* _Dataset extract_:
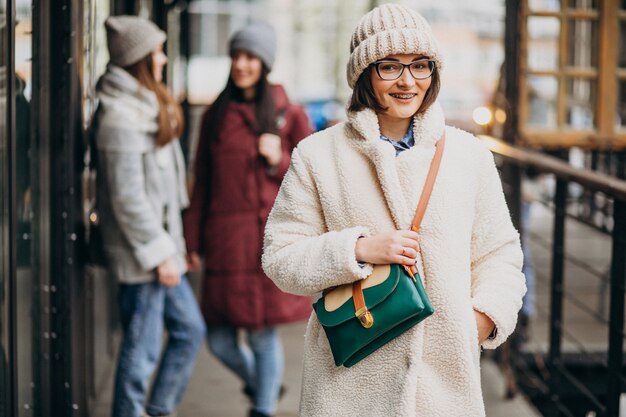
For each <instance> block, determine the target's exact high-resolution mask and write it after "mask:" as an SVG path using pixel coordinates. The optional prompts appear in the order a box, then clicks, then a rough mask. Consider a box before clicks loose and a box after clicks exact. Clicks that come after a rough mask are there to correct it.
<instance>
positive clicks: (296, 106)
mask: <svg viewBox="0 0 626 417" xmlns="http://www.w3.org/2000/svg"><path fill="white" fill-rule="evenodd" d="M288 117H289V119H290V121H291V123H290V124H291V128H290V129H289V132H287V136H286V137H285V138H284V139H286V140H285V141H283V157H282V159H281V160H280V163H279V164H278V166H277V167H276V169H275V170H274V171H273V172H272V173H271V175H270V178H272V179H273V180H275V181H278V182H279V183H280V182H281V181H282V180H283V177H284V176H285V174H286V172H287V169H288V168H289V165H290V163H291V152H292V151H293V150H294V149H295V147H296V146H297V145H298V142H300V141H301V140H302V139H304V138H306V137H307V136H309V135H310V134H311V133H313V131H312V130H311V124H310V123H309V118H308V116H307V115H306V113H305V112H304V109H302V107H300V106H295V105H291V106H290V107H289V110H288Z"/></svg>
--
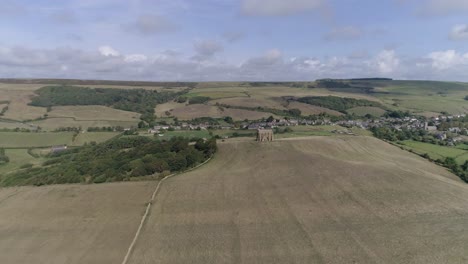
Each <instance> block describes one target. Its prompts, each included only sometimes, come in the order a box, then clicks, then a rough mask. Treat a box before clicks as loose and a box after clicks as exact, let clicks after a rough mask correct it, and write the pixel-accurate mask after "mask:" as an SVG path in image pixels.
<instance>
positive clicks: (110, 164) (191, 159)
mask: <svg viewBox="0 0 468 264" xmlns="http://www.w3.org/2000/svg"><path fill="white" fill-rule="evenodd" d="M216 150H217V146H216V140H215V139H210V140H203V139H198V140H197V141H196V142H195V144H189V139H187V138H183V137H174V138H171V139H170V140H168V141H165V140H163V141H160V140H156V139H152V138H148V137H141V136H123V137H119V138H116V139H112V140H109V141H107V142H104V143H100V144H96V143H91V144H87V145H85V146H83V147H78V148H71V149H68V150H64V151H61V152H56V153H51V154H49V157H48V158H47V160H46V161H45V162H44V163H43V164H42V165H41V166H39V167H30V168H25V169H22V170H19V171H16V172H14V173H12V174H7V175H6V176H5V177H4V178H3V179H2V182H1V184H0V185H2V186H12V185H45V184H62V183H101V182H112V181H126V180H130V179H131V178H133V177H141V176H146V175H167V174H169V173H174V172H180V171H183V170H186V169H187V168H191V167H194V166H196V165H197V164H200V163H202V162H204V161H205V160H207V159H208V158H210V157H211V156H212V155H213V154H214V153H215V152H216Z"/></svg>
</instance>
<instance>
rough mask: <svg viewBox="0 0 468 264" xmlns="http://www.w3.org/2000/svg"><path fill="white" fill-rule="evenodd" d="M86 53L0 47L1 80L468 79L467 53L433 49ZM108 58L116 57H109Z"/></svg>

* _Exercise_: Your task is to show every line of the listing above containing "block".

* _Reply to the task_:
For each <instance> block, determine the target's exact high-resolution mask and write it after "mask:" as an SVG path using pixel coordinates. The optional prompts appear in the order a box, then clicks, then a rough mask. Consider a box before clicks loose and a box after clicks exact. Clicks that come after a rough mask are there to correct it.
Each <instance> block describes one target. Its prompts, each included only sometimes, come in the order a box, then clicks, then a rough mask. Treat a box before clicks as loose and a box after clicks as exact, let clicks after a rough mask correct it, and write the pixel-accurate mask after "mask:" as an SVG path in image pixels.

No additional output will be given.